**Aufgaben:**
1. Gib aus dem Artikel über Mahmud Abbas den Abschnitt von "Ist der palästinensische" bis "Ministerpräsident nun zum zweiten Mal am Ende?" unverändert aus.
2. Welcher israelischen Zeitung hat Abbas laut dem Artikel über Mahmud Abbas sein Leid geklagt?
3. Führe den Artikel über Mahmud Abbas im Anschluss an seinen letzten Satz fort.

Ist der palästinensische Ministerpräsident Mahmud Abbas nun zum zweiten Mal am Ende?

Von Knut Mellenthin*

Mahmud Abbas, der im Januar gewählte Nachfolger von Yassir Arafat, sieht sich von Israel abermals düpiert. Unter den Palästinensern wächst die Enttäuschung über seine erfolglose Politik. Ist er als Ministerpräsident nun zum zweiten Mal am Ende?

Palästinenser-Präsident Mahmud Abbas hat in der vergangenen Woche der israelischen Zeitung Haaretz sein Leid geklagt: Wie schon im Jahr 2003, als er einige Monate lang Ministerpräsident war, gebe Israel seiner Regierung keine Chance.

Datensätze aus einer Sammlung:
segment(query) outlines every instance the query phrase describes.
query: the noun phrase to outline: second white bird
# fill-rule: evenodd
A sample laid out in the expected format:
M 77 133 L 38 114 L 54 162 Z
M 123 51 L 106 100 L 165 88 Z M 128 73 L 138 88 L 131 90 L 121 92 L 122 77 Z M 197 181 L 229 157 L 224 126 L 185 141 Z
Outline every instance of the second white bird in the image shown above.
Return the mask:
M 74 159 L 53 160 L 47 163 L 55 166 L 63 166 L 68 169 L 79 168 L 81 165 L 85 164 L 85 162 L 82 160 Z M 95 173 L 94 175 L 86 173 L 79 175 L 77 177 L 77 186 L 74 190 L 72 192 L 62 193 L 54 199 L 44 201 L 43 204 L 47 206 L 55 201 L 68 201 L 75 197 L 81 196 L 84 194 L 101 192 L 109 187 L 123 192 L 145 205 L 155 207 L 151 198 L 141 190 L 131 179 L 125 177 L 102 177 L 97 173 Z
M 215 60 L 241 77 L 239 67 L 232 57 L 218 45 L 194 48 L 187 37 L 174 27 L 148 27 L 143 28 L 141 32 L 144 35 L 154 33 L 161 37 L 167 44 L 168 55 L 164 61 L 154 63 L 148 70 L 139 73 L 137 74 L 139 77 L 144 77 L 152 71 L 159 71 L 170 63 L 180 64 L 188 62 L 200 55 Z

**Lösungen:**
1.
Ist der palästinensische Ministerpräsident Mahmud Abbas nun zum zweiten Mal am Ende?

Von Knut Mellenthin*

Mahmud Abbas, der im Januar gewählte Nachfolger von Yassir Arafat, sieht sich von Israel abermals düpiert. Unter den Palästinensern wächst die Enttäuschung über seine erfolglose Politik. Ist er als Ministerpräsident nun zum zweiten Mal am Ende?

2. Der israelischen Zeitung Haaretz.

3.
»Tag und Nacht machen sie gegen mich in den israelischen Medien Stimmung«, sagte Abbas. Seit er vor gut 100 Tagen am 17. Januar sein Amt antrat, sei keine Minute vergangen ohne Kritik, Beschwerden und Stimmungsmache von israelischer Seite.

Die palästinensische Regierung habe, so Abbas, eine Reihe wichtiger Reformen auf den Gebieten Sicherheit, Finanzen und Verwaltung in Gang gebracht, aber Israel weigere sich, das anzuerkennen. Seine Sicherheitskräfte hätten Dutzende geplanter Anschläge vereitelt, hätten potentielle Attentäter verhaftet, hätten den israelischen Streitkräften beschlagnahmte Waffen und Munition übergeben – ebenfalls ohne dafür Anerkennung zu finden.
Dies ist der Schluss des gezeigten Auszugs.